Problem: Reproduce exactly the lines of the material beneath, from the line that contains "positive clicks: (109, 131)" to the line that contains "127L109 140L216 130L213", both included, and no other lines.

Source material:
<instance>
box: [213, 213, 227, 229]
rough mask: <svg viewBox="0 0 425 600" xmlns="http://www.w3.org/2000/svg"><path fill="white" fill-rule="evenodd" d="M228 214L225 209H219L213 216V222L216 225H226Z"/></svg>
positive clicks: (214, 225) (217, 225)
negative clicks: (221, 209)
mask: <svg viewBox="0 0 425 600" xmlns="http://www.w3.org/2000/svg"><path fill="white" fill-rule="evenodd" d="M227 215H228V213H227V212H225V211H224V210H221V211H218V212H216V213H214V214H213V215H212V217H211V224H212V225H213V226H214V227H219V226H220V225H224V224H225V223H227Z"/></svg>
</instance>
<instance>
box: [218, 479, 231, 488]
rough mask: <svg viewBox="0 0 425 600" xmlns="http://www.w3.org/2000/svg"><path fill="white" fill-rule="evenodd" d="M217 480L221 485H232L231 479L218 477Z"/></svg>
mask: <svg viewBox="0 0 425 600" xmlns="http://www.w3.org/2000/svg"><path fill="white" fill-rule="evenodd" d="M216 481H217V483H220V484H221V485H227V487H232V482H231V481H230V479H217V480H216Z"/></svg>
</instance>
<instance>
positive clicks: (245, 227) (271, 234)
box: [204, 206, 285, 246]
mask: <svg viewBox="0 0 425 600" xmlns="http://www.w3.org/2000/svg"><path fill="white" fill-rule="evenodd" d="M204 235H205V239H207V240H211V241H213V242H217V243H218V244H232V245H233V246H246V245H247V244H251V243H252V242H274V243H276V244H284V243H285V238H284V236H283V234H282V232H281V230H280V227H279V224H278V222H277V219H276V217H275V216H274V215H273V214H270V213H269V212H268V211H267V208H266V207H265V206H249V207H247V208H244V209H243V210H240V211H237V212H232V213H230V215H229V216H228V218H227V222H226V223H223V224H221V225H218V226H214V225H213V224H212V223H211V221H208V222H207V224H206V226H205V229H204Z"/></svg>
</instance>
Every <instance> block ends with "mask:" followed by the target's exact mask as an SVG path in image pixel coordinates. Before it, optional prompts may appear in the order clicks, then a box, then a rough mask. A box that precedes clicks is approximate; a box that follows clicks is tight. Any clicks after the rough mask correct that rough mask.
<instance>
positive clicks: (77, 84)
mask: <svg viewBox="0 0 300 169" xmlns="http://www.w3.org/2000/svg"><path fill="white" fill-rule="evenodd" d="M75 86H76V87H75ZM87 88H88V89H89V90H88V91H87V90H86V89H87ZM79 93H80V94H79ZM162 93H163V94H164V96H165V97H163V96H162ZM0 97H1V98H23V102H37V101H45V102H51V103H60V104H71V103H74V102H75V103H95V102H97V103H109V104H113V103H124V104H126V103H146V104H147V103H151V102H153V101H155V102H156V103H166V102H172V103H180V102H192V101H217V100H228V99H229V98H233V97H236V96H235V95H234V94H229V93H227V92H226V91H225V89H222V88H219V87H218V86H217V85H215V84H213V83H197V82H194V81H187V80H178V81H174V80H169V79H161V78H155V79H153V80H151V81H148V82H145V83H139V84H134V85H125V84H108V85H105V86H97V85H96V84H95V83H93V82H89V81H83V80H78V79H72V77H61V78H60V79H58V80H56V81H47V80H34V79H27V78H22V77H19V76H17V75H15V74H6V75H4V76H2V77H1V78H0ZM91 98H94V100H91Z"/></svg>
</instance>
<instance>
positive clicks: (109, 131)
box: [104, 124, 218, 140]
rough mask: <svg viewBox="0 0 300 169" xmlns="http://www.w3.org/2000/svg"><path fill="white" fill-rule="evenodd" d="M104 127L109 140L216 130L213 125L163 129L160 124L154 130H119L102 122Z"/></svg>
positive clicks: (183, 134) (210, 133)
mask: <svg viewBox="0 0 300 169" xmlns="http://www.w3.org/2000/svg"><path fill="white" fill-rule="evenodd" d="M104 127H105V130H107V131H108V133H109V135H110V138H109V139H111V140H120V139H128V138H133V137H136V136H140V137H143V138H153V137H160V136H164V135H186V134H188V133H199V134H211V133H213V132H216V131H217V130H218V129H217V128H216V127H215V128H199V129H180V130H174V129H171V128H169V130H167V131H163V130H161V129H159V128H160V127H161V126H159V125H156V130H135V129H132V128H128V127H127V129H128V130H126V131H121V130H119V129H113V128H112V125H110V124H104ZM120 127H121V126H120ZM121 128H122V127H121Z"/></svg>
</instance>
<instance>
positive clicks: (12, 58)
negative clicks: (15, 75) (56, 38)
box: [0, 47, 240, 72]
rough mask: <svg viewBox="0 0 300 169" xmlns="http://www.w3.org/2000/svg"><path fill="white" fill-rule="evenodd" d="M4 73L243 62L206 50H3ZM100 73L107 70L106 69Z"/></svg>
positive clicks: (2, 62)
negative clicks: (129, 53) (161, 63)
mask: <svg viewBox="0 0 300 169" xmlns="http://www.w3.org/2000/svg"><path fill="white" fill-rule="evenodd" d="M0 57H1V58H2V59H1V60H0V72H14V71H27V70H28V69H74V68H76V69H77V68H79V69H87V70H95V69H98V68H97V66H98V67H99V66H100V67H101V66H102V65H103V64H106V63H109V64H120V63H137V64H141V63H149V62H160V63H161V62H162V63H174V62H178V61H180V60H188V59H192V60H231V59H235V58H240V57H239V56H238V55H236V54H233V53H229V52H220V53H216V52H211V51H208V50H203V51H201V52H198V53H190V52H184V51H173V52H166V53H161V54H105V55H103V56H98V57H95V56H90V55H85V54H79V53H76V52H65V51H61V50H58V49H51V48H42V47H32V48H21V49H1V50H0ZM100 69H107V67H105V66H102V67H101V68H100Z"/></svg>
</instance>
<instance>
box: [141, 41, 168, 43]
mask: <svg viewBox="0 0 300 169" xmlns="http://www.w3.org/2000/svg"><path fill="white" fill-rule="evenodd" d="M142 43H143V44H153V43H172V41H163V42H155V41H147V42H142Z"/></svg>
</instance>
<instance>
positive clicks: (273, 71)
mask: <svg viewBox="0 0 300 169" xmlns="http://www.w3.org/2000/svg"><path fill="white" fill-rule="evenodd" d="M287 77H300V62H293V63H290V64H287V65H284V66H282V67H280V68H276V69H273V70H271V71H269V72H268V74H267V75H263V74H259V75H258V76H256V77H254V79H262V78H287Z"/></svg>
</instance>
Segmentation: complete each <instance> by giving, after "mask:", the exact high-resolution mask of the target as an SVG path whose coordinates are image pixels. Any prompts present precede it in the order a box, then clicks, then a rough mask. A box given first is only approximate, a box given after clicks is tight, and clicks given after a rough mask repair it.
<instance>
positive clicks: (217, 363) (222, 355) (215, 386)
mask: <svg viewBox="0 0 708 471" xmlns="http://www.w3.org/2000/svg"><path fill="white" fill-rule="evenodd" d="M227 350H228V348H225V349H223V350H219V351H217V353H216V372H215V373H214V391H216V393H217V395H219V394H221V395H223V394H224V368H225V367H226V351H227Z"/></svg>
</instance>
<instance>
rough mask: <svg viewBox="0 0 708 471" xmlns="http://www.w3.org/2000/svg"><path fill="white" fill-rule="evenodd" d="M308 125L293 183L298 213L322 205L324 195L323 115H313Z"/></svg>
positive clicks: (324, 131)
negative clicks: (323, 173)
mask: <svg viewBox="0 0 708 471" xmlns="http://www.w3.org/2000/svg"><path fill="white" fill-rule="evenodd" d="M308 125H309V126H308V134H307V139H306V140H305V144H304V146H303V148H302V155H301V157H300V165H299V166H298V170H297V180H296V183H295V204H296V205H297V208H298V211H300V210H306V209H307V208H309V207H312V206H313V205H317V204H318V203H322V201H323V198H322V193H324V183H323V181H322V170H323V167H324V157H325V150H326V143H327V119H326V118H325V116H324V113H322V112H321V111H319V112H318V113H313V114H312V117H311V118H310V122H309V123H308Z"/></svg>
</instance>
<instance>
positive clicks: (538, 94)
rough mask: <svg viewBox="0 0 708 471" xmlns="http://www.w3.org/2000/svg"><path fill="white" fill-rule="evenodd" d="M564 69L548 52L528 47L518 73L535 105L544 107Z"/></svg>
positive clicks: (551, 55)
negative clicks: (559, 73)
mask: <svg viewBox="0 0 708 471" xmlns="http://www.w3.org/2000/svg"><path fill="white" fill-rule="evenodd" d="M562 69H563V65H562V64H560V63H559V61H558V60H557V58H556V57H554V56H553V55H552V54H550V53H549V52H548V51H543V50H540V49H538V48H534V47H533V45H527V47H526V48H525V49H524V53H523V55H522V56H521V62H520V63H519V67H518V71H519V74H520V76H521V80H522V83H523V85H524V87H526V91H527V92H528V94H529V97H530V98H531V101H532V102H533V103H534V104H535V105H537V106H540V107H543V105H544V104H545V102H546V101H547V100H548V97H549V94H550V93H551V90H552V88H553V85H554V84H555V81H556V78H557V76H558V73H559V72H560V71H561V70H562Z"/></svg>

Task answer:
positive clicks: (109, 131)
box: [104, 124, 218, 140]
rough mask: <svg viewBox="0 0 300 169" xmlns="http://www.w3.org/2000/svg"><path fill="white" fill-rule="evenodd" d="M104 127L109 140L216 130L213 125L163 129L160 124L154 130H119L102 122Z"/></svg>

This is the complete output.